* **Provided text**
## BEGIN

6.8.1 Basic Functions

These are the functions that must be either specified or considered in any new instance of a taBase class:

void Initialize()
  • It is called in every constructor.
  • Do not call Parent::Initialize(), as this is a constructor function and the parent's will be called for you by C++ as the object is constructed.
  • Set the initial/default values of each member in the class.
  • Set the default type for groups that you own (SetBaseType()).
  • Call taBase::InitPointer(ptr) on every taBase object pointer in class, or just set all pointers to NULL.
  • EVEN IF NOTHING NEEDS INITIALIZING: use `void Initialize() { };' to avoid multiple calls to the parent's Initialize.
    void Destroy()
  • It is called in every destructor.
  • Do not call the parent, as C++ will automatically call the parent's destructor for you.
  • Free any resources you might have allocated.
  • Call CutLinks(), if defined, to sever links with other objects.
  • EVEN IF NOTHING TO DESTROY: use `void Destroy() { };' to avoid multiple calls to parents Destroy.
    void InitLinks()
  • Called when an object is linked into some kind of ownership structure.
  • Call the Parent::InitLinks(), since this is not a constructor function and the parent's links will not otherwise be set.
  • Own any classes contained as members: `taBase::Own(recv, this);'
  • Set any pointers to objects with default values (e.g., `spec->SetDefaultSpec(this));', etc.
  • Be sure to use `taBase::SetPointer(ptr, new_val);' for setting pointers.
  • Or use `taBase::OwnPointer(ptr, new_val);' for those you own.
  • If you do not need to do any of these InitLinks actions, then you do not need to define an InitLinks function.
    void CutLinks()

## END

* **Raw data**
## BEGIN

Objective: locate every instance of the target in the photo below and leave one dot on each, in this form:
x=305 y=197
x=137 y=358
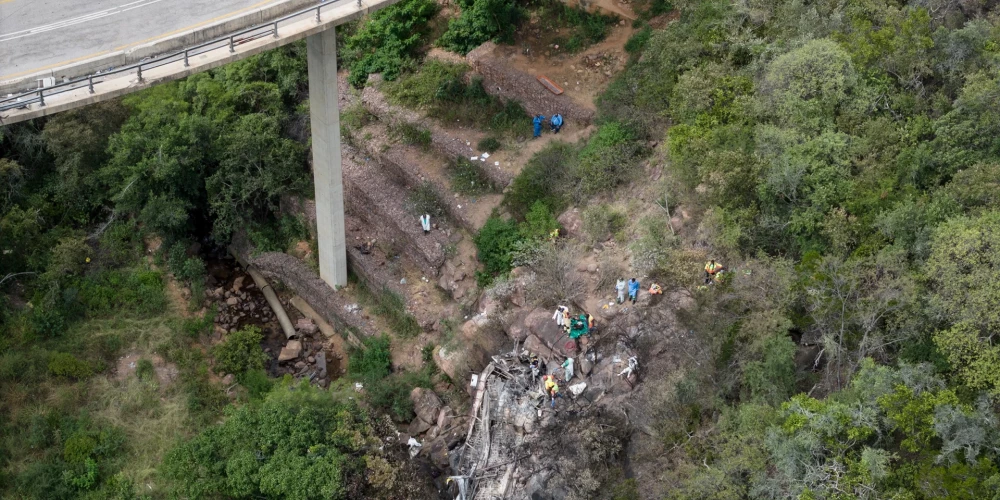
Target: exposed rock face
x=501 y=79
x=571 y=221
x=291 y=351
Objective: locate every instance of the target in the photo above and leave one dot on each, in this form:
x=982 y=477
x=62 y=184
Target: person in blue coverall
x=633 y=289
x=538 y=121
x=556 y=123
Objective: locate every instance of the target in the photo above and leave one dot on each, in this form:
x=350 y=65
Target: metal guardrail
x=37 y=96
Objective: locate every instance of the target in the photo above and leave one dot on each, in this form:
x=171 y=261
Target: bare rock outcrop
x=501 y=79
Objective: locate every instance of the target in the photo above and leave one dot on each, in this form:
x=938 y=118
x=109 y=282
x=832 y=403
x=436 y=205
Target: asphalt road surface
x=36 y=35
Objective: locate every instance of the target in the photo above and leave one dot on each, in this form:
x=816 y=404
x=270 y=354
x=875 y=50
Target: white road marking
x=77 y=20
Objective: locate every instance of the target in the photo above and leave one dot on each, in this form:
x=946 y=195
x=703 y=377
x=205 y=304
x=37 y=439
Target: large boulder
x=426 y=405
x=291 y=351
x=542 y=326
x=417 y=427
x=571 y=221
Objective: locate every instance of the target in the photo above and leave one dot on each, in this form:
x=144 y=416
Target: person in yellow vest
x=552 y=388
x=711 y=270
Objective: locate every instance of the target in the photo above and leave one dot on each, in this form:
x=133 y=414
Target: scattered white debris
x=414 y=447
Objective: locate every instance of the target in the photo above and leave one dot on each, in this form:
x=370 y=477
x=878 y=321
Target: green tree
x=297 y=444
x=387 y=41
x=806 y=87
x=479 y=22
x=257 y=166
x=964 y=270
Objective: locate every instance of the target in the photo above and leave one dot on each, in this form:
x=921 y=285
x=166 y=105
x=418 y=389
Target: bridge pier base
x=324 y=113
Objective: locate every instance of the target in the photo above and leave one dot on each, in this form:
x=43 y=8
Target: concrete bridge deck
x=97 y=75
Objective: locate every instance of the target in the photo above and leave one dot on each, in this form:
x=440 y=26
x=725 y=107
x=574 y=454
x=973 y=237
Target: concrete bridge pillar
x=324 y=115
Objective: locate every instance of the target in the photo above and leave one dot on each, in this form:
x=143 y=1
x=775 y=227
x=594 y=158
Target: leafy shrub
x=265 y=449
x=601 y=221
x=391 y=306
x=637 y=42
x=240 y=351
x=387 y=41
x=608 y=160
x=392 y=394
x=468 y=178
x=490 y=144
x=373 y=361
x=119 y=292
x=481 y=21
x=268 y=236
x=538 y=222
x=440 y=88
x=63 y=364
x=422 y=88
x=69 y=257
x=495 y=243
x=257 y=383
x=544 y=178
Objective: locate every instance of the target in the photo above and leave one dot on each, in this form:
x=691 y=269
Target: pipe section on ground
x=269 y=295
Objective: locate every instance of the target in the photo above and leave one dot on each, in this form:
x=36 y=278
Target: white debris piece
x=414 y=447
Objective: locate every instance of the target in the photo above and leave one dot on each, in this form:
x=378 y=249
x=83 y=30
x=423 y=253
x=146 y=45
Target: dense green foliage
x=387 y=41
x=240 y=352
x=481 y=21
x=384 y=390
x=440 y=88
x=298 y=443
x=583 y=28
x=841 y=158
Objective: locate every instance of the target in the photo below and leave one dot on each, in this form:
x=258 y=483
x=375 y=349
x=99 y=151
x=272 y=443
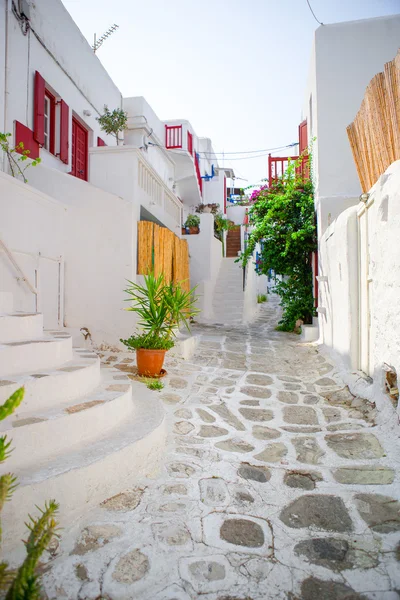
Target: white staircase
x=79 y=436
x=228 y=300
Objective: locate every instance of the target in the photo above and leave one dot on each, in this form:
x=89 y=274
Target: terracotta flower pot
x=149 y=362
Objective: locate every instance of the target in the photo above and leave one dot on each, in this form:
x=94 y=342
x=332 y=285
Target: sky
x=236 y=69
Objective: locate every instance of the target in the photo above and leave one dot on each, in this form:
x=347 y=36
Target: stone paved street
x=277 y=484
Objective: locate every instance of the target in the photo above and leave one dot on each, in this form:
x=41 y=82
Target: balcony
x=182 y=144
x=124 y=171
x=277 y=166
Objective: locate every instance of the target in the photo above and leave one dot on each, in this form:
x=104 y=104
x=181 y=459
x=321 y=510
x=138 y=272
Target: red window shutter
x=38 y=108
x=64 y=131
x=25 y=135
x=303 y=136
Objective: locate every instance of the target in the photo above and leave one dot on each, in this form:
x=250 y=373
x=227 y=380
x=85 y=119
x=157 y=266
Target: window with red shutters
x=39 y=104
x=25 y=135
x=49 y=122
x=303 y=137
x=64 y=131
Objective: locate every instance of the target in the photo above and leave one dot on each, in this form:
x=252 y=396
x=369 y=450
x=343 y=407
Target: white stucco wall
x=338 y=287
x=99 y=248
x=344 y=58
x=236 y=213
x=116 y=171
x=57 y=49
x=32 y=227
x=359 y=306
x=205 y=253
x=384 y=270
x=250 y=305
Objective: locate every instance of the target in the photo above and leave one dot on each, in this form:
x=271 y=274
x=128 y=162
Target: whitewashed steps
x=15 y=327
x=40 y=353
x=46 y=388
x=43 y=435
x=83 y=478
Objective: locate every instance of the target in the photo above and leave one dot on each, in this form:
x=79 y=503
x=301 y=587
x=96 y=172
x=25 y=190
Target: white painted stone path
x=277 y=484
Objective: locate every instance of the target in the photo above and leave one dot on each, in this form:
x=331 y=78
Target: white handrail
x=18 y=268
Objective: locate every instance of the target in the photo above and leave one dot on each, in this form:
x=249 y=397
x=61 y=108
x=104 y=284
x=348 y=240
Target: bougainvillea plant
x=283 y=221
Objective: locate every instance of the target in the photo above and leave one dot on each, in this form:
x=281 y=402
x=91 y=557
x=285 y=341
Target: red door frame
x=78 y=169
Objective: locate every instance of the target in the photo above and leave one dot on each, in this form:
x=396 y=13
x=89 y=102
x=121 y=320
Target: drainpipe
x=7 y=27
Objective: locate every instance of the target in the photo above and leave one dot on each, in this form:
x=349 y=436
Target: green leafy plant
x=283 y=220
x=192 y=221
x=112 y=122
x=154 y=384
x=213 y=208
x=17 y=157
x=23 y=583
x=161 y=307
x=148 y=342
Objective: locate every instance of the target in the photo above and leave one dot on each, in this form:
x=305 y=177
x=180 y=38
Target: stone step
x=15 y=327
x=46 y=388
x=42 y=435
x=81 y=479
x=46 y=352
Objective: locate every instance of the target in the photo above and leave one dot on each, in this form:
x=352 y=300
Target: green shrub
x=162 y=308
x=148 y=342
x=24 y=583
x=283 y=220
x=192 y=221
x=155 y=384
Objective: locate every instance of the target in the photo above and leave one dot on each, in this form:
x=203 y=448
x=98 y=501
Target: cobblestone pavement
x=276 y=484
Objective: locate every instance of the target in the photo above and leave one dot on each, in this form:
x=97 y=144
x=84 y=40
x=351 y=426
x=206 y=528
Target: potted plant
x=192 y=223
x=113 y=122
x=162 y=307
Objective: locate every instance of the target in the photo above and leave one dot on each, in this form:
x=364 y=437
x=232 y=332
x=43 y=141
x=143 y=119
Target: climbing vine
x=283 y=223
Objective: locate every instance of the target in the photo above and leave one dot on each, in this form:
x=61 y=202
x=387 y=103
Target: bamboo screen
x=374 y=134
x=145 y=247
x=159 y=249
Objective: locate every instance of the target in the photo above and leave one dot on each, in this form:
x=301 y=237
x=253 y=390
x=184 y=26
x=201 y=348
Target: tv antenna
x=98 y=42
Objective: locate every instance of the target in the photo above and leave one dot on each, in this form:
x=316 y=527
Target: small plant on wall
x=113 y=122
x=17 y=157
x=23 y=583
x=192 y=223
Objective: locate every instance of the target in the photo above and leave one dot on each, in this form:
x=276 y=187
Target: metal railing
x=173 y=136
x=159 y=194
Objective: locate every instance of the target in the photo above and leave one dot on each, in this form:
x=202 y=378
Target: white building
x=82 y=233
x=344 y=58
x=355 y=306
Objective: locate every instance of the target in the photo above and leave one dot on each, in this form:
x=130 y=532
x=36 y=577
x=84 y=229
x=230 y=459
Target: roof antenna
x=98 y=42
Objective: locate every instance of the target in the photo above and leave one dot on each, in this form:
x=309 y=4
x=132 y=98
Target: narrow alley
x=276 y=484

## END
## BEGIN

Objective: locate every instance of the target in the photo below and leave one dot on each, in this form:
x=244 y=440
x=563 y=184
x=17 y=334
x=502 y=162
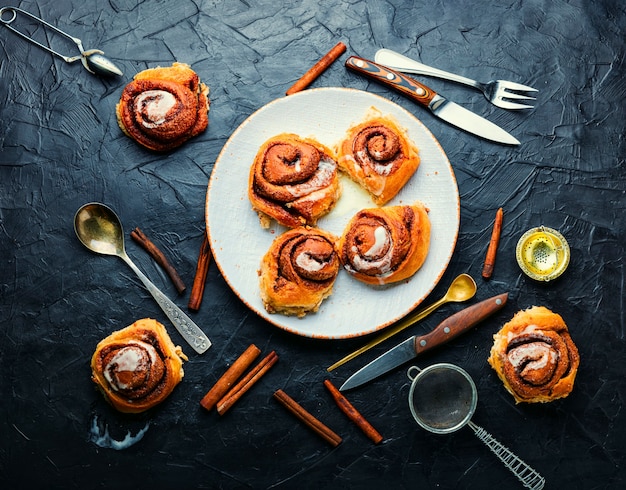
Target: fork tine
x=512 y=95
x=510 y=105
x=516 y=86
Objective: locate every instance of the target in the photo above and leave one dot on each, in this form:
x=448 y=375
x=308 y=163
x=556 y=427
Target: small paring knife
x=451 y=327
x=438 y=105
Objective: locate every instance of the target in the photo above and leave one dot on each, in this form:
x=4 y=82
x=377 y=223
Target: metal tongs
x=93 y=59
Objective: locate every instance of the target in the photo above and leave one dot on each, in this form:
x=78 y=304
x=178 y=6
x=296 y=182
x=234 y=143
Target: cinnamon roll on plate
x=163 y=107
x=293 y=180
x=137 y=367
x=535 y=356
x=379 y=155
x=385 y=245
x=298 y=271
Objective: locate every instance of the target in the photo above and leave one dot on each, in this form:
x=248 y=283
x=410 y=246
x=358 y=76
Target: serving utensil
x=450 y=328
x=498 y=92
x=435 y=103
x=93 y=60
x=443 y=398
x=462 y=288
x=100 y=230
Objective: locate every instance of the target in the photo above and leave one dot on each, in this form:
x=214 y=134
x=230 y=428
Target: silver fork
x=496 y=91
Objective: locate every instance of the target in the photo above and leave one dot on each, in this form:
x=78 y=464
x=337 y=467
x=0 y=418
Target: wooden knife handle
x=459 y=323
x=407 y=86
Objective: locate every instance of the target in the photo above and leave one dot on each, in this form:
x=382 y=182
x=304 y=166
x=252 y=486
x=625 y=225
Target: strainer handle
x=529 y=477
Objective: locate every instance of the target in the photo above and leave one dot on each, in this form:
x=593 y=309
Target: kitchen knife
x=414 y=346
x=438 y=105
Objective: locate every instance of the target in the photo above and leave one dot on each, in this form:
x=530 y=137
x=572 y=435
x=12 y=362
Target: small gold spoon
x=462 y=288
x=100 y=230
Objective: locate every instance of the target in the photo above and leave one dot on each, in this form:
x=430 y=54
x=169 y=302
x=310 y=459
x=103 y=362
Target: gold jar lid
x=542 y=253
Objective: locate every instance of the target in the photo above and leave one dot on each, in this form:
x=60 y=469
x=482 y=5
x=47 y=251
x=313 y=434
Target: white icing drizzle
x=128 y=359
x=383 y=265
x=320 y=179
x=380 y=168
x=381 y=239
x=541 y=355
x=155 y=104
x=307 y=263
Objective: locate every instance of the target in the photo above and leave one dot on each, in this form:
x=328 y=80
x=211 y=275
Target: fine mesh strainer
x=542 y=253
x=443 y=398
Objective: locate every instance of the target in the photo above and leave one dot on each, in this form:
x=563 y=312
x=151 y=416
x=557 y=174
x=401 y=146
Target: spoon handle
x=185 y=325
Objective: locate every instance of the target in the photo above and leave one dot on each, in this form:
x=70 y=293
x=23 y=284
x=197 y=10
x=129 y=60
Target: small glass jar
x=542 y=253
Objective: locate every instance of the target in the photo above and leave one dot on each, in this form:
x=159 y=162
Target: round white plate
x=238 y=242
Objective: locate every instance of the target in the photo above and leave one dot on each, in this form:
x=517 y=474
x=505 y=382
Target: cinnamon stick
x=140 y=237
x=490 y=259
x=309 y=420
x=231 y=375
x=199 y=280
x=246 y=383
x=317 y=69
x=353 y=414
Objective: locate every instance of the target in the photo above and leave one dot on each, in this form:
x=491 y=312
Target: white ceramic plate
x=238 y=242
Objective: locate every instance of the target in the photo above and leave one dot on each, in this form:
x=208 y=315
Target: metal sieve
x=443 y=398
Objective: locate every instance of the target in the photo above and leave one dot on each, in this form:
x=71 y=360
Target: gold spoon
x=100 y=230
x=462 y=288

## END

* **Required actions**
[a] Locate each line in the records that contains the word "plant" and copy those lines. Matching is case-sensitive.
[b] Extend the section on taBase basic functions past its final line.
The text and the records have no connection to each other.

* **The results**
[a]
Target: bougainvillea plant
Target: green leafy plant
Target: potted plant
Target: small plant on wall

[b]
  • Called when an object is removed from its owner, or as part of the Destroy function when an object is actually deleted, or explicitly by the user when the object is a member of another object.
  • At end of CutLinks(), call Parent::CutLinks(), since this is not always used as a destructor function, and parent's might not be called. Note, however, that when it is called in the destructor, it will be repeatedly called, so it should be robust to this (i.e., SET ANY POINTERS YOU DELETE TO NULL SO YOU DON'T DELETE THEM AGAIN!).
  • Should sever all links to other objects, allowing them to be freed too.
  • Call CutLinks() on any owned members, especially groups!
  • Use taBase::DelPointer() on any pointers.
  • If you have a spec, call CutLinks() on it.
  • If you have group members, call CutLinks() on those groups.
    void Copy_(const T& cp), Copy(const T& cp)
  • Used to duplicate the class, Copy is the = oper and copy constructor
  • Call Parent::Copy since this will not be called otherwise.
  • Copy_(const T& cp) is an "implementation" that does the copying for just this class, and does not call the parent Copy.
  • Use COPY_FUNS(T, P); (type and parent-type) to define the default macros for doing this:
      void Copy(const T& cp)      { P::Copy(cp); Copy_(cp); }
    
  • Use SIMPLE_COPY(T); to define a Copy_ function that automatically copies the members unique to this class in a member-by-member (using TypeDef) way. This is less optimal, but easy when members are just simple floats and ints, etc.
  • Be sure to use taBase::SetPointer(&ptr, cp.ptr) for copying pointers.
    TA_BASEFUNS(T);
    This defines the actual "basic" functions like constructors, destructors, GetTypeDef() etc. for taBase classes. These default constructors and destructors call the other functions like Initialize() and Destroy().
    TA_CONST_BASEFUNS(T);
    This defines the actual "basic" functions like constructors, etc. for taBase classes which have const members defined in the class. These need to be initialized as part of the constructor, so this macro leaves out the default constructors and destructor, which should contain the following code:
      MyClass() { Register(); Initialize(); SetDefaultName(); }
      MyClass(const MyClass& cp)
       { Register(); Initialize(); Copy(cp); }
      ~MyClass() { unRegister(); Destroy(); }
    
    TA_TMPLT_BASEFUNS(y,T);
    Defines the actual "basic" functions like constructors, etc. for taBase classes which are also templates. y is the template class, T is the template class parameter.
    void UpdateAfterEdit()
  • Called after class members change via edit dialogs, loading from a file, or and assign operator in CSS.
  • Maintain consistency of member values.
  • Update links, etc.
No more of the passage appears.